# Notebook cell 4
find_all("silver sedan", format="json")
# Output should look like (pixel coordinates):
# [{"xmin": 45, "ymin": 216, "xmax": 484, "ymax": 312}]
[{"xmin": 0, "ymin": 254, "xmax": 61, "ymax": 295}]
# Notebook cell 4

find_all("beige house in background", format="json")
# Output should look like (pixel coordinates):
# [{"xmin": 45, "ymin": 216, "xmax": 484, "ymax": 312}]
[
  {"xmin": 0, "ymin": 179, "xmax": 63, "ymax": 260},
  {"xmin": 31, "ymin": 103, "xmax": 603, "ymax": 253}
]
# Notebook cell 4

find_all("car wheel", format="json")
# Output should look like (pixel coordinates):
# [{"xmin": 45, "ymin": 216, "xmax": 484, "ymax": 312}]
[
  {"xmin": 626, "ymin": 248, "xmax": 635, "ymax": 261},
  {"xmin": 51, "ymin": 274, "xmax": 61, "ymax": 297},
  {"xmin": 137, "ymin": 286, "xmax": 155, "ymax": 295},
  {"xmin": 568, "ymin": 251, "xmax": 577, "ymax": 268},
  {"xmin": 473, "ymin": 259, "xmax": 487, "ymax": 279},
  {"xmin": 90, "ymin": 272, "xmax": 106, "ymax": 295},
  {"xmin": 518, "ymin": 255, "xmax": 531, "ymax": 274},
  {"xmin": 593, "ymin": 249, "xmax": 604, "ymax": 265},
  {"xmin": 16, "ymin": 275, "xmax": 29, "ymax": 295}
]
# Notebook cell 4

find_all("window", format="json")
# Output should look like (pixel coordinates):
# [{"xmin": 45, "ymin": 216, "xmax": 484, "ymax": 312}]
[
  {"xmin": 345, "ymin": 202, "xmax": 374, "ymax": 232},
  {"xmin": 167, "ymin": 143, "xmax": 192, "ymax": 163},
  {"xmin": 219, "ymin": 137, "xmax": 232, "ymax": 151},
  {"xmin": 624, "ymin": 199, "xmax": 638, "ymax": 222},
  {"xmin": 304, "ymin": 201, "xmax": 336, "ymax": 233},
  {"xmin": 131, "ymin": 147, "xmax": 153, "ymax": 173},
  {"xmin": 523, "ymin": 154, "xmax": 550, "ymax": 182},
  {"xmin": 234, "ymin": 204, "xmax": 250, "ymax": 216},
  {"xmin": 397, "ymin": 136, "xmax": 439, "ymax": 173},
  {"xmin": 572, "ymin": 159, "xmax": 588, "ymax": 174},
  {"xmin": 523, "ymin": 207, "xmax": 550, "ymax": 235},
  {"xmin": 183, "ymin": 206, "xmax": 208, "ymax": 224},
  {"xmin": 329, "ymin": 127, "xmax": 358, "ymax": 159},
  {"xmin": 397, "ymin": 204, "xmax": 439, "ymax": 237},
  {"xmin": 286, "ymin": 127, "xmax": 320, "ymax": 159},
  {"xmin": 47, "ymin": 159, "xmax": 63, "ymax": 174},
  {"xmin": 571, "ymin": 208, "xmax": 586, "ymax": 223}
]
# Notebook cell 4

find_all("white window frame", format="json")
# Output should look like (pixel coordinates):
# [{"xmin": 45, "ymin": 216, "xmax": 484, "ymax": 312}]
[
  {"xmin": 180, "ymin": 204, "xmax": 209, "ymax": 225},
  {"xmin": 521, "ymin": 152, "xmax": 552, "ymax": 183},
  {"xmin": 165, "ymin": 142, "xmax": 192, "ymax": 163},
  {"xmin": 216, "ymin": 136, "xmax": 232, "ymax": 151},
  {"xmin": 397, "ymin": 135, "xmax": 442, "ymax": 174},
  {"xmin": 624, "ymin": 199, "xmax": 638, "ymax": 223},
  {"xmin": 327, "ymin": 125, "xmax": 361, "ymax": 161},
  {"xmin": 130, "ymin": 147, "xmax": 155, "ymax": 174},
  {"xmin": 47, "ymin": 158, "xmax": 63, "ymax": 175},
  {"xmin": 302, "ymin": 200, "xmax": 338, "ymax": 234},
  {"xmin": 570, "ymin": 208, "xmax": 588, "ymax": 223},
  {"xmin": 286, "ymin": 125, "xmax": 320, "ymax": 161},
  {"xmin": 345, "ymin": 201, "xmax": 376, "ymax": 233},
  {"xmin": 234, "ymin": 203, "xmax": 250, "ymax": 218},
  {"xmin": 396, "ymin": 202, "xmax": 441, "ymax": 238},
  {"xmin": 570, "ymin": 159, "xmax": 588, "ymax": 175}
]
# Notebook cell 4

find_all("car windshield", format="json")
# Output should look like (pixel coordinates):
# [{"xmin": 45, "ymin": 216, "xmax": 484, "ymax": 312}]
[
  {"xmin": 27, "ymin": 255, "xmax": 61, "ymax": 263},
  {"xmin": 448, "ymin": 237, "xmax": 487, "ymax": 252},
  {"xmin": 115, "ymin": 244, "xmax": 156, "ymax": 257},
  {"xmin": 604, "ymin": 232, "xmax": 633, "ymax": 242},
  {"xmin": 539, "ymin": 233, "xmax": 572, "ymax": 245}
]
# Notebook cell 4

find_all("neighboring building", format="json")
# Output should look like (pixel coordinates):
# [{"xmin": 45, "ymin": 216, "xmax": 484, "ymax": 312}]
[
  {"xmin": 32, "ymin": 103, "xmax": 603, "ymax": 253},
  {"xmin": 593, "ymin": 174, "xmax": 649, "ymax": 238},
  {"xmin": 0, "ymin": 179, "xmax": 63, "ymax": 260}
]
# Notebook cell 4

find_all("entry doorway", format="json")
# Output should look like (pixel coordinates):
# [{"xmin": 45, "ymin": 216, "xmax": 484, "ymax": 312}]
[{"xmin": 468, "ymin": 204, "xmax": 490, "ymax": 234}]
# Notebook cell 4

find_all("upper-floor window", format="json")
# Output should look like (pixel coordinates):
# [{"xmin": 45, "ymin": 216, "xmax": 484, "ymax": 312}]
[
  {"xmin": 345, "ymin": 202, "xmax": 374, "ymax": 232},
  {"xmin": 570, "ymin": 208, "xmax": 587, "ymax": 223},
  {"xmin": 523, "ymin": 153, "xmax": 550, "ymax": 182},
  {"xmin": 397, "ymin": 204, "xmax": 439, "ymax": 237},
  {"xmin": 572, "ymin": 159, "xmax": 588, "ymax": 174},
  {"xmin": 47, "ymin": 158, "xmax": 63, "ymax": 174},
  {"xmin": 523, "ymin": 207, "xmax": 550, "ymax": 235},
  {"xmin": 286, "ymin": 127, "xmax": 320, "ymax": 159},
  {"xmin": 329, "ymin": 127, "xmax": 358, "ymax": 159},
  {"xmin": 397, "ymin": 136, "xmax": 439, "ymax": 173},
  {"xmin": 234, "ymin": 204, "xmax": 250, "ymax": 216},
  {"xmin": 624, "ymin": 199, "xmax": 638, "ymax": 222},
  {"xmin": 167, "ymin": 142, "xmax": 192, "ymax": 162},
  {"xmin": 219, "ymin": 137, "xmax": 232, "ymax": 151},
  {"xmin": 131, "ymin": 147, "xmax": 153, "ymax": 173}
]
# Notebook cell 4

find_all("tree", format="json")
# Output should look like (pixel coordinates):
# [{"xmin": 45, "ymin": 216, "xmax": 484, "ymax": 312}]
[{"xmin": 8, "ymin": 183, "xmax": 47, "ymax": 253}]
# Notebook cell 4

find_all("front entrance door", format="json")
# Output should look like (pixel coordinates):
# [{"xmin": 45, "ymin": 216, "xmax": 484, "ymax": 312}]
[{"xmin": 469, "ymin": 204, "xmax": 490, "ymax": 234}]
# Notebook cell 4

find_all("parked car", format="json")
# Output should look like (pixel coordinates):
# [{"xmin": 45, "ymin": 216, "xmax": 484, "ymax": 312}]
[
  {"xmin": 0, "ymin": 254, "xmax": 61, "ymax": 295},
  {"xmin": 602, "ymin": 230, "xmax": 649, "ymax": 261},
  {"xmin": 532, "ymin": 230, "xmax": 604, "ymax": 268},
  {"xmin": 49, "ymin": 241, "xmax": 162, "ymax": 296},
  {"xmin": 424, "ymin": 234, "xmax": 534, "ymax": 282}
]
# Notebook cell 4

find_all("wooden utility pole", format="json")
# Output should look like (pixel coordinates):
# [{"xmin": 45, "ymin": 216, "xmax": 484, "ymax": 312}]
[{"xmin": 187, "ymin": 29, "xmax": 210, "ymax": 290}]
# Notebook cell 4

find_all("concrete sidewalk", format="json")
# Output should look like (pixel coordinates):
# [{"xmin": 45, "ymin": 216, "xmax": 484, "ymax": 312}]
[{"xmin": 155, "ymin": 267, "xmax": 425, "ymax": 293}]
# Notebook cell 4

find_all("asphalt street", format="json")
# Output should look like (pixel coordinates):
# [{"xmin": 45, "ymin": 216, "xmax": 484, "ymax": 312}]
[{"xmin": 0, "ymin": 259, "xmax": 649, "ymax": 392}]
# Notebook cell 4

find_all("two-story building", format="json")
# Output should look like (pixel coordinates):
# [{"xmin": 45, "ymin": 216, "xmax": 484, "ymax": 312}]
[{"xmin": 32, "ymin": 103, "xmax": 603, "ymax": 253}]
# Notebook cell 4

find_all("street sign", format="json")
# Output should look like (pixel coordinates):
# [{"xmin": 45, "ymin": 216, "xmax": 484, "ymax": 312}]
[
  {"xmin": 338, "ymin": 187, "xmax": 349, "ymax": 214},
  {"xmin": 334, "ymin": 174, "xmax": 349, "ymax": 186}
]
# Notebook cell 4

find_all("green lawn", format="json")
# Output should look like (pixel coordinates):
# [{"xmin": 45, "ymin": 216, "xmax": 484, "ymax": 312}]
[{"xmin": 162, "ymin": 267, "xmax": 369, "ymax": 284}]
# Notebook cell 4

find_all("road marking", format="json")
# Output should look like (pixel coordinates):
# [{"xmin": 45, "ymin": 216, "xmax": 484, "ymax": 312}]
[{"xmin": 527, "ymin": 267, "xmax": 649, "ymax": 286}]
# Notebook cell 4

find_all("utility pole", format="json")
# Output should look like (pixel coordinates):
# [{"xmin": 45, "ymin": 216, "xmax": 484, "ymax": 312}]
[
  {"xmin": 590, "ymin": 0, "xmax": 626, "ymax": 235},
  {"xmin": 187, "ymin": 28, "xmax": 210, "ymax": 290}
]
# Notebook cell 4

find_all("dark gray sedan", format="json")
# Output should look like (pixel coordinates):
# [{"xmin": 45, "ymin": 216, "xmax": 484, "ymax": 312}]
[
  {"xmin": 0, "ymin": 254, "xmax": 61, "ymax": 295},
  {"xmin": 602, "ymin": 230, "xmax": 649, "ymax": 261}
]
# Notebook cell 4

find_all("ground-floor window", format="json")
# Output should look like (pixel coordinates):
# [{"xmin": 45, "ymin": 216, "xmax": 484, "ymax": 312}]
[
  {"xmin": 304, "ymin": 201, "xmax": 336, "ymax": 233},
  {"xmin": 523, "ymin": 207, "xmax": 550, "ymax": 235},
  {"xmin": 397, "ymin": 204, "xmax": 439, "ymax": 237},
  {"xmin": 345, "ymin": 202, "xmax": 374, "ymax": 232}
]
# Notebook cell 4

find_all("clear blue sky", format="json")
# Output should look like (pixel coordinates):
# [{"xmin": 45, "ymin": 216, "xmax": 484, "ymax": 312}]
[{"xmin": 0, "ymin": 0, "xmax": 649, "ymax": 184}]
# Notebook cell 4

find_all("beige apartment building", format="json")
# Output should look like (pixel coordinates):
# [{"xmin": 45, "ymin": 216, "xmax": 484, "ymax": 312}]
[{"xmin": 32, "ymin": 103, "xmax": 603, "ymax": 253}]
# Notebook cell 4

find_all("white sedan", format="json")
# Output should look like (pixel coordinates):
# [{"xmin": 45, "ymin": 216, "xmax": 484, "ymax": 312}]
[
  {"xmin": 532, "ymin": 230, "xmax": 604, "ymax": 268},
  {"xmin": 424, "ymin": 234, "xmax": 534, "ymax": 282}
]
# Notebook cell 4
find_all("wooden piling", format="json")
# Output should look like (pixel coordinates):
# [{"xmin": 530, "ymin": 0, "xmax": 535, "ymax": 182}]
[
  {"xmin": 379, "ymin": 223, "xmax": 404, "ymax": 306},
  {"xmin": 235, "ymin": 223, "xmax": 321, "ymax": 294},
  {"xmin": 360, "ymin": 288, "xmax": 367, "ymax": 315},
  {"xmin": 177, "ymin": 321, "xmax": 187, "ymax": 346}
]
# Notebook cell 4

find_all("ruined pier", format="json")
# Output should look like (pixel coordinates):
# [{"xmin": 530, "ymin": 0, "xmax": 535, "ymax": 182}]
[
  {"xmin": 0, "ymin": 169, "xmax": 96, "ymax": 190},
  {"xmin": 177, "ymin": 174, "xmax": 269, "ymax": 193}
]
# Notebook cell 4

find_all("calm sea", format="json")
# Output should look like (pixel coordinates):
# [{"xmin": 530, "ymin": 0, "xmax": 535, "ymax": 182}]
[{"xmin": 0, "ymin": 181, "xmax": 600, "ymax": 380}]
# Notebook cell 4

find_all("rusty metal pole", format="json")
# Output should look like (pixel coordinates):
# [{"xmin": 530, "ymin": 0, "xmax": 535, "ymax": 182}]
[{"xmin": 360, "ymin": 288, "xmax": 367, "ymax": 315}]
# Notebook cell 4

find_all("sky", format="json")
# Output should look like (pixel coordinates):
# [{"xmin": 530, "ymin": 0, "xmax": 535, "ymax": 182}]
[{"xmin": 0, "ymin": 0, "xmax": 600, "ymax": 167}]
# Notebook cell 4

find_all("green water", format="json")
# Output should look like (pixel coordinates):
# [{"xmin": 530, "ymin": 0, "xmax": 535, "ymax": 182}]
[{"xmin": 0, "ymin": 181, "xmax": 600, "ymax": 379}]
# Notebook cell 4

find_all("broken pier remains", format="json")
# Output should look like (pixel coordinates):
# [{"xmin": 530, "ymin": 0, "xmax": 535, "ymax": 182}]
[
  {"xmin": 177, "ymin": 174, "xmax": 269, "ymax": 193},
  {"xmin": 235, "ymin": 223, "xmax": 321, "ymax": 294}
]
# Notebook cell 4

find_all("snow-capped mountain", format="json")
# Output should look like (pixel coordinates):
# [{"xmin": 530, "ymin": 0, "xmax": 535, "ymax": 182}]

• _Do this_: Identify every line in the records above that contains the word "building", and copy each of those lines in full.

• _Task result_:
find_all("neighboring building", format="json")
find_all("two-story building", format="json")
find_all("beige apartment building", format="json")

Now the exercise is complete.